======== Extracted information
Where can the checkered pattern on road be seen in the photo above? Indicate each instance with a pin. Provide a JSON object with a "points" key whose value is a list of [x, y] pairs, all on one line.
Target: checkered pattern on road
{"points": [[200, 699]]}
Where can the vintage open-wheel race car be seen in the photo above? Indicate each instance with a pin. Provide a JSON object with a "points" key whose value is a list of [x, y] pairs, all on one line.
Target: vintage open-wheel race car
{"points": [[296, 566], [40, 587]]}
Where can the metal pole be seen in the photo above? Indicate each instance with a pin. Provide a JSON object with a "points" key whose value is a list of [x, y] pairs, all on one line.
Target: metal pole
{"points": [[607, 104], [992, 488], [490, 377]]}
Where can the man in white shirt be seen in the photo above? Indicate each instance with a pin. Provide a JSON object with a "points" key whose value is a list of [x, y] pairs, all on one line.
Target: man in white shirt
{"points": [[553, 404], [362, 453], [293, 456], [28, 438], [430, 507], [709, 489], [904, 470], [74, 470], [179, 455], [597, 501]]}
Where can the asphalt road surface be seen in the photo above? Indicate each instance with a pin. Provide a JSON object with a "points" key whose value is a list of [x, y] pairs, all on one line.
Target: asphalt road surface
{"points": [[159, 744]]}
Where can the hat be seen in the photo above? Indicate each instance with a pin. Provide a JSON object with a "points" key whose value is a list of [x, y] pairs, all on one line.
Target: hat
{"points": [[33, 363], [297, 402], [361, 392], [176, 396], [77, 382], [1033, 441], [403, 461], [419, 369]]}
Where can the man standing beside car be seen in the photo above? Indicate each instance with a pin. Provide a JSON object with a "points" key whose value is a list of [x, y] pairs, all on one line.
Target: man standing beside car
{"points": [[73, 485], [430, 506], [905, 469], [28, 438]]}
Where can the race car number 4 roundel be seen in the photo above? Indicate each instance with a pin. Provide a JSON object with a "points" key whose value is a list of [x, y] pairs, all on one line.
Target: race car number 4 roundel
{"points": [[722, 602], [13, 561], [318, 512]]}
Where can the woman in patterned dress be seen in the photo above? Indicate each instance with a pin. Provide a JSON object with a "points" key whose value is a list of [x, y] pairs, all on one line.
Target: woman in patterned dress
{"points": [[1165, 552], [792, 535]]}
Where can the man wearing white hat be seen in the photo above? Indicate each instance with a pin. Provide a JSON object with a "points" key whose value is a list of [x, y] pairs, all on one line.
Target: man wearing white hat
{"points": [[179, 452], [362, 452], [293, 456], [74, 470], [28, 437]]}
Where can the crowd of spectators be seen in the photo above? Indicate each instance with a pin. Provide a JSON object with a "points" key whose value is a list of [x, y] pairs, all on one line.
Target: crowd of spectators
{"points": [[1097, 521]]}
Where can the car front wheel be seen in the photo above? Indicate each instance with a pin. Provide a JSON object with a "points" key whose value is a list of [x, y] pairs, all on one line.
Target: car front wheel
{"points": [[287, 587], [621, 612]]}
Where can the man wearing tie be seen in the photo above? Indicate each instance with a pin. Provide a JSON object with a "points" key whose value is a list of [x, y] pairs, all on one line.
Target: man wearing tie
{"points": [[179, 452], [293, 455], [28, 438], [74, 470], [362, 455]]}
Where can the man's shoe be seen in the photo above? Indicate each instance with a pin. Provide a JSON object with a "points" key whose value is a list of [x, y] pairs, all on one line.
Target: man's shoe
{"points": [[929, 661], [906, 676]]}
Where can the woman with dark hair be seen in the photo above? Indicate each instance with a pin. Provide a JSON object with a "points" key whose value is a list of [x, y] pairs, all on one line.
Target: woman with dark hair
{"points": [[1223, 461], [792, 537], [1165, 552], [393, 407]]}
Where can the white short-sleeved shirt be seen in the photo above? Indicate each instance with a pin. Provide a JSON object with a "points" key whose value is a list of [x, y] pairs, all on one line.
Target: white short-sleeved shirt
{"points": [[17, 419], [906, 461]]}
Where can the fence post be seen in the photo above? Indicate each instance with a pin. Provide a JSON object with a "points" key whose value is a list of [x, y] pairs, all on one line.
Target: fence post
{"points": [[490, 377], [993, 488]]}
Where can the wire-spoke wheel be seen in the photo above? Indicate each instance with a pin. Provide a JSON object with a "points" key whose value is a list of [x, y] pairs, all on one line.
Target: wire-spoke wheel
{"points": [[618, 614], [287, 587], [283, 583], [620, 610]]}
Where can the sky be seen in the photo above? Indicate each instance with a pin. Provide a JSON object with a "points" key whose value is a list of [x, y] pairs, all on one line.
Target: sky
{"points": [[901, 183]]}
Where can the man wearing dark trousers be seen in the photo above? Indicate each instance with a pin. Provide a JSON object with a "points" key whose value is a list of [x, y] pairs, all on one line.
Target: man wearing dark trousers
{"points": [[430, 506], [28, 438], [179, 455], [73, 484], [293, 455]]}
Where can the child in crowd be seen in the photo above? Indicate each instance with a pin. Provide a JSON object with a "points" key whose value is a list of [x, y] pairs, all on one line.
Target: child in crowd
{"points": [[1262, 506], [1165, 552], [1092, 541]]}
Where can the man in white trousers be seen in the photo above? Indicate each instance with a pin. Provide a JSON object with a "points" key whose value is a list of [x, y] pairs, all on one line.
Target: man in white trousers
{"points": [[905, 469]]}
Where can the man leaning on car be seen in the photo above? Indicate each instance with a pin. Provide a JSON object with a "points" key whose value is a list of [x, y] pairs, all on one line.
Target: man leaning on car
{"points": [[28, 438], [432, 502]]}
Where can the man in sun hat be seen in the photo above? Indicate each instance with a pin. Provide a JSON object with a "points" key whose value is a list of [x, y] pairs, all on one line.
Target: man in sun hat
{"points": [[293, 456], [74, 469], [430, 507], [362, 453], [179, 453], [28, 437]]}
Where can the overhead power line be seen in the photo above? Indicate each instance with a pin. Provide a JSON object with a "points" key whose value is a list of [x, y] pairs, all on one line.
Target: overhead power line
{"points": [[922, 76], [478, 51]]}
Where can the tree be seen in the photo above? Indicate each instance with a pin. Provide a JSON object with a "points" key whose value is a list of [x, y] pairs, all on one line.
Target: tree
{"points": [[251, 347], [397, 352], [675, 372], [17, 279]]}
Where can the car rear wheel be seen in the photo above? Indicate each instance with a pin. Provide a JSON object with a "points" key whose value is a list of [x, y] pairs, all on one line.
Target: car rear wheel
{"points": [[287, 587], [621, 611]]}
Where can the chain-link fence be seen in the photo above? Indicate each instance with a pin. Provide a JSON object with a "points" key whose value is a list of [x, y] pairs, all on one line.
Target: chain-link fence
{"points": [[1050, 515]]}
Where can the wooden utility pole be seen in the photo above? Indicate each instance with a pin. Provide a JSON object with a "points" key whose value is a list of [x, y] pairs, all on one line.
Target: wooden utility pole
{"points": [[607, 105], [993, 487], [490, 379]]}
================
======== Extracted information
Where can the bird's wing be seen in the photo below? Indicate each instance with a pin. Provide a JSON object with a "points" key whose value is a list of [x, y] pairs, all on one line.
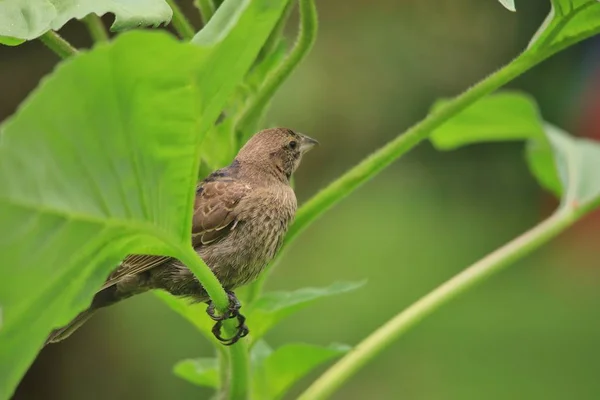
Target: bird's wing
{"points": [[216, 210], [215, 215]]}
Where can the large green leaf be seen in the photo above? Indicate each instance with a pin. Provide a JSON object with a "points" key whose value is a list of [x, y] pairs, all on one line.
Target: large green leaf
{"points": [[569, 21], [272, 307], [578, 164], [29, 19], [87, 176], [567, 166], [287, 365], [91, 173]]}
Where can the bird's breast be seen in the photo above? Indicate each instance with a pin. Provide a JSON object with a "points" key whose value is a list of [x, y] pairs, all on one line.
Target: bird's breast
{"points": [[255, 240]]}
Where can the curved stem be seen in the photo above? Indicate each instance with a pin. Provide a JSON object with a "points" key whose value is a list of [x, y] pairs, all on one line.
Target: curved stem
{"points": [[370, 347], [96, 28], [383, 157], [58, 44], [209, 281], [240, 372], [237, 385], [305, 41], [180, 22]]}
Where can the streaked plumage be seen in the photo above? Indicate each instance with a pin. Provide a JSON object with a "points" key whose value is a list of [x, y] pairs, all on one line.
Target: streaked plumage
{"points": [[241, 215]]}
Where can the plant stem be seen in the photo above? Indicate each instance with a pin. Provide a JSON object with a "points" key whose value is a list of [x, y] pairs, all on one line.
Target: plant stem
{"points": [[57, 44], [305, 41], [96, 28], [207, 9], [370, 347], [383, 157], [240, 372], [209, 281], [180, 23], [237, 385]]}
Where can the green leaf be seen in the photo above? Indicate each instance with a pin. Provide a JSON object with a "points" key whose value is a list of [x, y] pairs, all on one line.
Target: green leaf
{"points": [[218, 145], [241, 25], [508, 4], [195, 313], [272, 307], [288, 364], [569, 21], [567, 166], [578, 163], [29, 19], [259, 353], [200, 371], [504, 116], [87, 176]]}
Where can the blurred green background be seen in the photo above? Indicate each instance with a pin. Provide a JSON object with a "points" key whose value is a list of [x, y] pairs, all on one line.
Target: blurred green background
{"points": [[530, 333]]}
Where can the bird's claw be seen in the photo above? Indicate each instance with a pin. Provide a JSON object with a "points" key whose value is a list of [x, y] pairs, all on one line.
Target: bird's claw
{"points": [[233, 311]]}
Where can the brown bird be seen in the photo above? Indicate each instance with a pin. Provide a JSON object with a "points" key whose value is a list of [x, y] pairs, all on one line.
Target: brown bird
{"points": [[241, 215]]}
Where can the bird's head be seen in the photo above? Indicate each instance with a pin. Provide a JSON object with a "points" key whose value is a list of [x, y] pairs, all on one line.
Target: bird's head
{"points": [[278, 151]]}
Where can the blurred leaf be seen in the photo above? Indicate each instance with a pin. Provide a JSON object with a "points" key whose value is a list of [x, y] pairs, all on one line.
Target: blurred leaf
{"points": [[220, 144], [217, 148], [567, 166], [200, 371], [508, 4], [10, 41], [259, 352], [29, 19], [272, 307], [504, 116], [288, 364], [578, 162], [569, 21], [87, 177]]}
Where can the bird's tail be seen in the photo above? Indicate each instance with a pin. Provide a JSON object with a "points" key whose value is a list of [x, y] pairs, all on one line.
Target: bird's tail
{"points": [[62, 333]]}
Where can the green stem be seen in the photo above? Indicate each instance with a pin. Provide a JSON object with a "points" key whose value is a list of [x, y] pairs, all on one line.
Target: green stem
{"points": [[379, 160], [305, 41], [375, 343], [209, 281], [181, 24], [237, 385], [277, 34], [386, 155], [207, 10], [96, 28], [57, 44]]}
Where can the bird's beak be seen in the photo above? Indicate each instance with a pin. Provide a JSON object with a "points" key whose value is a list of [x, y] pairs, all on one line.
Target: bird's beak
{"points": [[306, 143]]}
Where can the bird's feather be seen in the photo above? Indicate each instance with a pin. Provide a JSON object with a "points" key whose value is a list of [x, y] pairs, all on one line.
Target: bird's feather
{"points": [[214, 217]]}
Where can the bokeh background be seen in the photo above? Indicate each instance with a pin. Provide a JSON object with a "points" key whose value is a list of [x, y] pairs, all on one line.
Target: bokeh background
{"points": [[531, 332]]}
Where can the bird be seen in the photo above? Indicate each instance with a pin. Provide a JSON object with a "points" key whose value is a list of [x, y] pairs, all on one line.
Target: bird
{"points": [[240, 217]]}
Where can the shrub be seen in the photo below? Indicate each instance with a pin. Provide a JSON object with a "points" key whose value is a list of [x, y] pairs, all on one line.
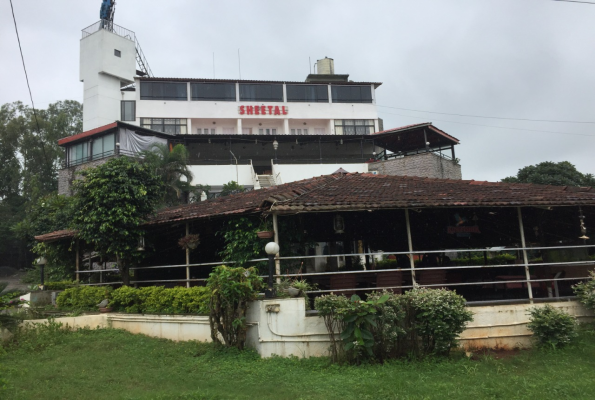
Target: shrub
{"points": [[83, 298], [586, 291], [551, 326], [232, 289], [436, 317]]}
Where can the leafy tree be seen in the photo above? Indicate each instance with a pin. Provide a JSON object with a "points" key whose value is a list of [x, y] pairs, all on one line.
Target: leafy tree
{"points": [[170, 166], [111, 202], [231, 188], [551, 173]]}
================
======== Extracted information
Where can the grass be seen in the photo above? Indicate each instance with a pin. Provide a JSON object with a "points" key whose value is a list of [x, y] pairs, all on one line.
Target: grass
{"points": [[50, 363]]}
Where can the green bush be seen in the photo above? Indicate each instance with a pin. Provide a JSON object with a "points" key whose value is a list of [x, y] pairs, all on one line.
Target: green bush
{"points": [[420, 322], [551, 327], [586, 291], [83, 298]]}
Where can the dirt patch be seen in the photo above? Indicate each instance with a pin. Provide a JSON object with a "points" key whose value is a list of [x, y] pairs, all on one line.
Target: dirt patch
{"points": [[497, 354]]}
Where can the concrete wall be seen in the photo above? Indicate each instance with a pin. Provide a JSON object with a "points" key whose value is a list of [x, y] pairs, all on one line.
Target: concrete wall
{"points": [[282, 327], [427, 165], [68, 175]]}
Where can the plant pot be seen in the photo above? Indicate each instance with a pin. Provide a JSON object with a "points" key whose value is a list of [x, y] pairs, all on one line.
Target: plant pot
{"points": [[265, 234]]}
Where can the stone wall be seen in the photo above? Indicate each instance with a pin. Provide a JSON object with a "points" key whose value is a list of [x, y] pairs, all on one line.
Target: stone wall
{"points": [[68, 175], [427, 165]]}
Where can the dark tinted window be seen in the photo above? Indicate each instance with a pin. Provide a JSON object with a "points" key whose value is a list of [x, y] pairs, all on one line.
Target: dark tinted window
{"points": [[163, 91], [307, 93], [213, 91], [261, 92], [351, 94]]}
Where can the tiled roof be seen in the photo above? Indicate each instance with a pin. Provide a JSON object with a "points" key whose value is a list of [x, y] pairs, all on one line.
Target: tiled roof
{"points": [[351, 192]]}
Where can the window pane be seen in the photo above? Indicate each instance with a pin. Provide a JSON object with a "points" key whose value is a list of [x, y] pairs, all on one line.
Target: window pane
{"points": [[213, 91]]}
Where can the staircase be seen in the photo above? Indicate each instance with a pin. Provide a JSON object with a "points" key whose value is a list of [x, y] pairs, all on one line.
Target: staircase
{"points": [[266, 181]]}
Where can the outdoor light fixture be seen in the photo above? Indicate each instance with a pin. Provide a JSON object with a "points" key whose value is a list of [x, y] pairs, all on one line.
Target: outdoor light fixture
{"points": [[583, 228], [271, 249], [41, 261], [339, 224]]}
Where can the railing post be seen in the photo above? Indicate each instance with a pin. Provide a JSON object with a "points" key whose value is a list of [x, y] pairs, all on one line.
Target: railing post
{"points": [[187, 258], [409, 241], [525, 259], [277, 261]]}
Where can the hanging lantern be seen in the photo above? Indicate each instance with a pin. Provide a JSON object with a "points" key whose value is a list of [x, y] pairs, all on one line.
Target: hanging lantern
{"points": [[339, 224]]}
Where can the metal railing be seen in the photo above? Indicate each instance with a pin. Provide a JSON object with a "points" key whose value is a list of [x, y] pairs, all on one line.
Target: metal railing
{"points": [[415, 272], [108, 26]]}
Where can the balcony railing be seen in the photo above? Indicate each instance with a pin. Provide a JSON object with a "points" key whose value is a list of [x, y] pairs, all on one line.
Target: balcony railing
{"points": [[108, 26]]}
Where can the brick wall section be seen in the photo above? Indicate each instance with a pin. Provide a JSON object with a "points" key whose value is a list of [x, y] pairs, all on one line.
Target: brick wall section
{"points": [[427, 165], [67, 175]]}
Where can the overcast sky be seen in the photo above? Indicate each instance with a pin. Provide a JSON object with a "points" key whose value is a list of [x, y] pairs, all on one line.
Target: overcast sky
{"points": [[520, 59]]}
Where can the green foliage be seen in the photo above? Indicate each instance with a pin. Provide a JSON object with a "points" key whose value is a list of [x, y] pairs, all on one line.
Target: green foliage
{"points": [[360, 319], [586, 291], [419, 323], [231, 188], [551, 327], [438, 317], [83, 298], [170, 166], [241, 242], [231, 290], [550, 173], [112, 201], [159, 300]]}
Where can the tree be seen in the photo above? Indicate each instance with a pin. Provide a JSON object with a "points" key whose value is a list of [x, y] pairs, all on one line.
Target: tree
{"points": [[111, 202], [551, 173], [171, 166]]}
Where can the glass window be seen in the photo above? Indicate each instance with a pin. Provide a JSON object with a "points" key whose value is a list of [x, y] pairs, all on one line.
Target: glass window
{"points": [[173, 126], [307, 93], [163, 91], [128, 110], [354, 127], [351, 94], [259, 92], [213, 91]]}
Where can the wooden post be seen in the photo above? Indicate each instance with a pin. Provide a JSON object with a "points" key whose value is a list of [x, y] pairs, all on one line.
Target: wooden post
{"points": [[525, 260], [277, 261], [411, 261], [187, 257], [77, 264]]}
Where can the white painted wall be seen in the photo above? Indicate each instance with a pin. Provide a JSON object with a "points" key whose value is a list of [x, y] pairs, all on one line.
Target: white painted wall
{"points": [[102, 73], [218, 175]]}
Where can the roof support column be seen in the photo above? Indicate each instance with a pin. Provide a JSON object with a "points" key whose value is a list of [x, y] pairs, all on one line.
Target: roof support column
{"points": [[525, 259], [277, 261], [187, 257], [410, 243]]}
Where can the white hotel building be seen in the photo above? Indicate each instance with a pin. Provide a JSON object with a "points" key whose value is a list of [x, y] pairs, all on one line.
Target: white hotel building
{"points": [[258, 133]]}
================
Work item
When the line with "Where can the checkered" is reached in the data above, begin copying, and stop after the line with "Where can the vintage"; copy each line exactly, both ends included.

Response to this exercise
Where can the checkered pattern on road be seen in the photo above? Indicate each instance with a pin. Provide a JSON object with a "points" key whose value is a list of [x, y] pairs, all on one line.
Target: checkered pattern on road
{"points": [[200, 699]]}
Where can the vintage open-wheel race car be seen in the photo above? Indicate each instance with a pin. Provide a JSON object with a "points" key whose value is a list of [x, y] pairs, all on one line.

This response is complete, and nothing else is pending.